*MATERIAL PROVIDED*
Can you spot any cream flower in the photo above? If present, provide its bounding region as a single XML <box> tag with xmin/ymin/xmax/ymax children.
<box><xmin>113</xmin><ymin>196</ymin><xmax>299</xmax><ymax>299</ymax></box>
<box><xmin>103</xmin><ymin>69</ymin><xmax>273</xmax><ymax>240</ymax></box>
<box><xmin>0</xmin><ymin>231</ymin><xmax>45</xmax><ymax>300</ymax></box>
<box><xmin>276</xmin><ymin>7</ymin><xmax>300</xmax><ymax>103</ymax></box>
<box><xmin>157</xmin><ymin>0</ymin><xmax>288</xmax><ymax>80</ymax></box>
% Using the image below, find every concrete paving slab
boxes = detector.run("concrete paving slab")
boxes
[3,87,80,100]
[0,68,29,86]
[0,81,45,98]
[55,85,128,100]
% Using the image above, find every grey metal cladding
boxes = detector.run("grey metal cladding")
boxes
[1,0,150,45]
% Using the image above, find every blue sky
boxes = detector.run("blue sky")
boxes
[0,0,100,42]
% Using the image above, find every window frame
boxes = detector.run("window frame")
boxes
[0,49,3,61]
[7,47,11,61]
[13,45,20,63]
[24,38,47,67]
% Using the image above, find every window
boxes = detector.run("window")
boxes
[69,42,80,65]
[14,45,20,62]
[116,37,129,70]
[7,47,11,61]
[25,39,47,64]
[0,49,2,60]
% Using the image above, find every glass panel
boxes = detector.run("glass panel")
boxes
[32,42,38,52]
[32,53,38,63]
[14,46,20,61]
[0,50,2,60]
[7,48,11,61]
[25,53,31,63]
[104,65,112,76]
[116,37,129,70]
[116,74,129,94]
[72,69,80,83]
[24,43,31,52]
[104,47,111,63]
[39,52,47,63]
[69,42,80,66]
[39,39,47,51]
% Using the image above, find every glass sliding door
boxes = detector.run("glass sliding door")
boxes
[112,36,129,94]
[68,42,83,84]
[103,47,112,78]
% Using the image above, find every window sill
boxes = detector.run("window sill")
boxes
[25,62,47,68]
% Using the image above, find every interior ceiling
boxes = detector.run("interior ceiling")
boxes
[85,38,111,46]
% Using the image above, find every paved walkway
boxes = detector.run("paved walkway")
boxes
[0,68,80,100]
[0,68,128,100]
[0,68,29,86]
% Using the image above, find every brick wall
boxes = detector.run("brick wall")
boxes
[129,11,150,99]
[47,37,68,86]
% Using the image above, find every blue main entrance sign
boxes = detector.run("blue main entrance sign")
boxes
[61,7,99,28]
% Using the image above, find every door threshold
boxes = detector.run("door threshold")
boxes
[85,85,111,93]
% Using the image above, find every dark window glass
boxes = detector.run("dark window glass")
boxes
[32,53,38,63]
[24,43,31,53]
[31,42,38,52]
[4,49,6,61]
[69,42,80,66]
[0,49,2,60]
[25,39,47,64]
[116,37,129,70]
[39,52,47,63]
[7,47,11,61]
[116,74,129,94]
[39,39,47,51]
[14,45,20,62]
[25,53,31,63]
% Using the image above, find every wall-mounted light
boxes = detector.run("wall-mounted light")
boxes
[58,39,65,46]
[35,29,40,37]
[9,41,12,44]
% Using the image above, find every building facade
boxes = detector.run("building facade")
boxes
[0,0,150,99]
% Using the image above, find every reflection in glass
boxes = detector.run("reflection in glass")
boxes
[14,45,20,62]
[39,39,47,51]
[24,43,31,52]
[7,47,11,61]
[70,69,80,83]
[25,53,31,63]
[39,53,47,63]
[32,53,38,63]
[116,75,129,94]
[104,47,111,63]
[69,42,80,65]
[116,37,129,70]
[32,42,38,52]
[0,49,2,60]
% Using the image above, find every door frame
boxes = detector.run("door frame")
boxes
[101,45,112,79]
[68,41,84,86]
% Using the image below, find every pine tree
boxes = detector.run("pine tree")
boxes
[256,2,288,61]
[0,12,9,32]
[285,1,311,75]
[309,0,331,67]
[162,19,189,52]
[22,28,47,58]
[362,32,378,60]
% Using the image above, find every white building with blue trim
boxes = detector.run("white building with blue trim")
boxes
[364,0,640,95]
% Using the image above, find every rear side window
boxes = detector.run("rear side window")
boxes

*EXERCISE OBJECTIVE*
Recast the stretch of the records from the start through the line containing "[0,0,100,42]" as a numbered list, one item per line, omitting any blank lines.

*OUTPUT FOR THIS TASK*
1. Can you spot any cream flower in the photo above? If present, provide its bounding region as a single XML <box> tag with xmin/ymin/xmax/ymax children.
2. <box><xmin>113</xmin><ymin>196</ymin><xmax>299</xmax><ymax>299</ymax></box>
3. <box><xmin>103</xmin><ymin>69</ymin><xmax>273</xmax><ymax>240</ymax></box>
4. <box><xmin>0</xmin><ymin>231</ymin><xmax>45</xmax><ymax>300</ymax></box>
5. <box><xmin>276</xmin><ymin>7</ymin><xmax>300</xmax><ymax>103</ymax></box>
6. <box><xmin>157</xmin><ymin>0</ymin><xmax>288</xmax><ymax>80</ymax></box>
7. % Using the image below, find every concrete paving slab
8. boxes = detector.run("concrete paving slab")
9. boxes
10. [3,87,80,100]
11. [0,68,29,86]
12. [0,81,45,98]
13. [55,85,128,100]
14. % Using the image above, find every grey metal cladding
15. boxes = detector.run("grey metal cladding")
16. boxes
17. [1,0,150,45]
18. % Using the image above, find every blue sky
19. boxes = detector.run("blue sky")
20. boxes
21. [0,0,100,42]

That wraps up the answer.